[Set problem]:
Carry on the blog post below about the weekend of the funeral in Laredo, continuing from its final line.

I'm back. And exhausted. A long, emotional weekend. For more reasons than the funeral, of course.

Thank ya'll so much for the concern.

Too tired to go into too much detail. Of course, I start a lot of my posts saying that. \:\)

The wife and I had a short conversation that maybe it was better not to take the girls to the funeral. I'm decided to leave for Laredo Saturday night. After getting D7 to my parents, I find out my sister is off on Monday, so she offered to take care of the kids until getting them off to school on Monday, so that I could stay for the funeral. So I take off for Laredo at about 6pm Saturday. The wife had called me as I was getting ready at the house and I told her my plans. She said to just call her when I get in. I can bunk with her and her sister in the room.

When I finally get there, the wife is making plans to go eat with some family and is inviting me. She is holding her cousin's two year old. The wife and I got a thing for babies. She is showing him to me and I'm right there caressing the baby and we are both saying how beautiful the baby is. We are telling each other.

"OOhhhhh. I love him. This is just what I needed. I big hug."

In the room, I find out that SIL had intended to only stay Friday and leave first thing Saturday morning, but she changed her mind to be there for her sister. But she brought not clothes with her. She wants to just drive back to San Antonio, pick up some clothes and come right back. Maybe 5 hours round trip. She only spent $10 in gas to get there, so she figured it was cheaper than buying new clothes. She says she is broke though. The wife too. She says that her and my wifes account is like down to nothing. I give her $20 for gas and I go meet wife downstairs.

She is faxing something to the funeral home. Standing there with her, she takes a call.

"Hi.....going out to eat with some family.....yeah.....I'm ok.......ok......I'll call you later.......yes, I'll call you later........I'll talk to you later.......yes, Roger is here........I'll call you later."

Nice start. Could only one person.

I offer to drive to the Micky D that the cousin wants to go to. Just her and I. I tell her that SIL decided to to get clothes so I gave her $20.

"What? Why did you give her $20?"
"She said she was broke. That both of you were broke."
"I was going to pull out some money to give her. And why was she telling you that? Why did that come up in conversation."
"I'm not even sure" I tell her.

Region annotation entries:
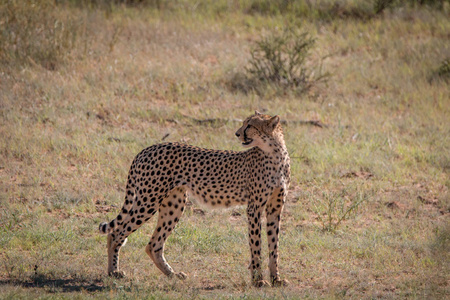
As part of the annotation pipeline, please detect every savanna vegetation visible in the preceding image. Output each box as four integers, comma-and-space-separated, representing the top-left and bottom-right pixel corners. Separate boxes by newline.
0, 0, 450, 299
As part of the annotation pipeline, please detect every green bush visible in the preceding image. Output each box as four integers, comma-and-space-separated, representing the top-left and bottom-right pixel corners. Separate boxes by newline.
246, 29, 328, 92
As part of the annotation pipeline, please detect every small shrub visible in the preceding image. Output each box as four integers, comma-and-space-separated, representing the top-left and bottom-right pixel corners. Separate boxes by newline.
314, 189, 367, 232
246, 29, 328, 92
437, 58, 450, 79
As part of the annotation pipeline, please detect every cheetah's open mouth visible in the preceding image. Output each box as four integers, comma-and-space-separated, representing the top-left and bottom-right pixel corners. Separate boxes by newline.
242, 139, 253, 146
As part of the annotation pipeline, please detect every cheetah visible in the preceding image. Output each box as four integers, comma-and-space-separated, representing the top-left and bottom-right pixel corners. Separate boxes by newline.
99, 112, 290, 287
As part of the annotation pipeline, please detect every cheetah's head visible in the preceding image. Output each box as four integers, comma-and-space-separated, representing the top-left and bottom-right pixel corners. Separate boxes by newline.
236, 111, 284, 152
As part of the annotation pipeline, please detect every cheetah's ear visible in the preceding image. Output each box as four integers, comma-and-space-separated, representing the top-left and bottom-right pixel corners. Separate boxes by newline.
269, 116, 280, 130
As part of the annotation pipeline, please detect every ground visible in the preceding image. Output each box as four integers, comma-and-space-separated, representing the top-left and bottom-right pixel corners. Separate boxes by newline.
0, 1, 450, 299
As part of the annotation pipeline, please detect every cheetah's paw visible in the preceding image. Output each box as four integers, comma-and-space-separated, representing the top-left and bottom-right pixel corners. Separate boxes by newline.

[Solved exercise]:
Man, her defenses were up quick. She tells me to go on in, she is going to call her sister. I play it cool. I leave her outside and go in and order an ice cofee. She follows about 5 minutes later. She asks if I ordered. I say I just wanted a coffee.

"Are you hungry. Do you want to order something?" she ask me.
I look at her dead in the eye, "I just wanted a coffee." I repeated again. We go sit down with her young cousins family. I have lot of fun with his 4 year old son. We are talking super hero's. Doing this helped the thaw, I think. They finish their meal and we end up going back. The drive was quiet. Uncomfortable. Like I didn't really know what to say. I think I was still kinda shocked that she took OM's call in front of me. Like she was trying to purposely send a message to me.

We get to the hotel, and SIL has already left. We are alone for pretty much the rest of the night. Stuck there together. I stand and watch the tv for a second and she says she is going to change and hit the bed. She is tired. She tells me to take one bed and her and SIL will sleep together on the other. I say ok. She goes go grab her PJ's and walks toward the bathroom. I take the opportunity to walk to her and block her way. I put out a hand, slip it around her waist, pull her to me, and put my other around high on her back. She completely breaks down. I'm holding her. Squeezing her. Caressing her back, her hair. She is crying and crying. I'm consoling her. We stand there for maybe 5 minutes. Her arms are around my waist. We finally let go, I grab some tissues for her. She gathers herself and goes to change.

It was what we needed. Her laying on one bed and me laying on the other, facing each other, we just start to talk. About everything going on. Her dad. His wife. She described what happened the morning of his passing. An hour later, I'm holding her again while she is laying in bed. Consoling her. She lets me know how hard of an evening she had the night before. After another hour or more talking, she says goodnight and is OUT. I bring out a trash can because she also told me how she was throwing up last night. I change and lay down on the other bed. SIL calls and I talk her into staying and coming back in the morning.

In the morning, I go grab some coffee's for us. I make hers for her, the way she likes it. Back upstairs, I shower, shave and change before she wakes up. We discuss what we would like to get done before the rosary in the evening. She gets a couple calls that she ignores. I couple texts that she ignores. We are talking about her bank account. The hotel is holding some funds and throwing her into the negative. She takes a call from her mother.
"Yes......no.......in separate beds......" They talk for a bit.

We get ready. She says she needs to go check her account on the computer downstairs, so I stay in the room.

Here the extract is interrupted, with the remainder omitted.